:: DOCUMENT PASSAGE ::
And the other one [her sister Ismene].
Women were never meant for this assembly.
From now on they’ll be kept in place again.
That’s where the parallel breaks down, because, for better or for worse, our latter-day Creon does have his Condi, not to mention his Laura.
Alexander Harrington, the large, enthusiastic soon-to-be-40-year-old director of “The Burial at Thebes” that opened January 25 for a hitch through February 11 at La MaMa, can’t help agreeing to some extent with what Garry Wills wrote in a review at the time of the Heaney text’s publication.
“Wills said the poetry is beautiful, but that Heaney irons out some of Sophocles’s criticism of Antigone, who is also guilty of hubris.”
What Wills more directly wrote: “There are good reasons for opposing the invasion of Iraq, but none that Sophocles can provide.”
:::
:: STORED DATA ::
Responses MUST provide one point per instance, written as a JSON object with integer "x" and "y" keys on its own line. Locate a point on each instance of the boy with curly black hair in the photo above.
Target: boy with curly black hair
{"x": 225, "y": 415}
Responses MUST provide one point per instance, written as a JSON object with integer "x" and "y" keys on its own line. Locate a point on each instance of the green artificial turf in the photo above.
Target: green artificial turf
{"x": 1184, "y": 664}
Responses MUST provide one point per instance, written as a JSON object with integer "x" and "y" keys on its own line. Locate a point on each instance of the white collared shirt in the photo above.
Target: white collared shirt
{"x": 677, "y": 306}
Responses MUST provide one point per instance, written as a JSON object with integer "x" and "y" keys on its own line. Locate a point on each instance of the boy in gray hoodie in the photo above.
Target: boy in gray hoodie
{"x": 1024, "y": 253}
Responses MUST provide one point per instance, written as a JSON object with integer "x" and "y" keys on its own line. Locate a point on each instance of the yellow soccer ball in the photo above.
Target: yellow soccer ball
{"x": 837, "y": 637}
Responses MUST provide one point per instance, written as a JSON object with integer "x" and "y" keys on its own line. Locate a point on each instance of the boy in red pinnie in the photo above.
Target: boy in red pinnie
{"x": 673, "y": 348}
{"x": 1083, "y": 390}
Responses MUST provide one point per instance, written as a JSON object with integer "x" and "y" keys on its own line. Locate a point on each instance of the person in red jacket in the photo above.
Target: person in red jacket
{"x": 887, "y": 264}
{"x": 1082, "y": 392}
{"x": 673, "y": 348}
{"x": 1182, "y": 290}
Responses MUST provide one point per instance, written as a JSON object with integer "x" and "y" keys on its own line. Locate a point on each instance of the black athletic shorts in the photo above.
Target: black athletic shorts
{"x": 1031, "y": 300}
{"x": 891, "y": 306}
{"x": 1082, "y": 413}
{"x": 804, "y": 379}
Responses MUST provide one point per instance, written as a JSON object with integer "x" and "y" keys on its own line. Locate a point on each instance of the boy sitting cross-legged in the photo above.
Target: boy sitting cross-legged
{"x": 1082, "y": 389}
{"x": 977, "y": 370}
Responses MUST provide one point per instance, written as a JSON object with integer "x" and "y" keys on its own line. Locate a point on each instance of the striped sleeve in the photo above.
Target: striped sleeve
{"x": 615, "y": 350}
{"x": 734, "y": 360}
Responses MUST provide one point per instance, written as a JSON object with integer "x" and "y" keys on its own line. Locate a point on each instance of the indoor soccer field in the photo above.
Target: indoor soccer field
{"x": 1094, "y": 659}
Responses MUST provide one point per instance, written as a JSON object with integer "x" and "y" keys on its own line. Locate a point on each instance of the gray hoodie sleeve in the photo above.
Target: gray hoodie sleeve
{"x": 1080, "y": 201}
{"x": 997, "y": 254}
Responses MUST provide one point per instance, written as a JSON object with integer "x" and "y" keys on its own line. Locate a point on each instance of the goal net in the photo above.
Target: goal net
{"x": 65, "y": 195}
:::
#### [TASKS TO PERFORM]
a. Answer these from the passage about "The Burial at Thebes":
(i) For what, according to the opening lines, were women never meant?
(ii) At what venue did the production open, and on what date?
(iii) According to Wills, what is Antigone also guilty of?
b. Please return the portion of the passage about "The Burial at Thebes" starting at "Alexander Harrington, the" and ending at "Heaney text’s publication.", copied word for word.

#### [SOLUTIONS IN ORDER]
a.
(i) This assembly.
(ii) La MaMa, on January 25.
(iii) Hubris.

b.
Alexander Harrington, the large, enthusiastic soon-to-be-40-year-old director of “The Burial at Thebes” that opened January 25 for a hitch through February 11 at La MaMa, can’t help agreeing to some extent with what Garry Wills wrote in a review at the time of the Heaney text’s publication.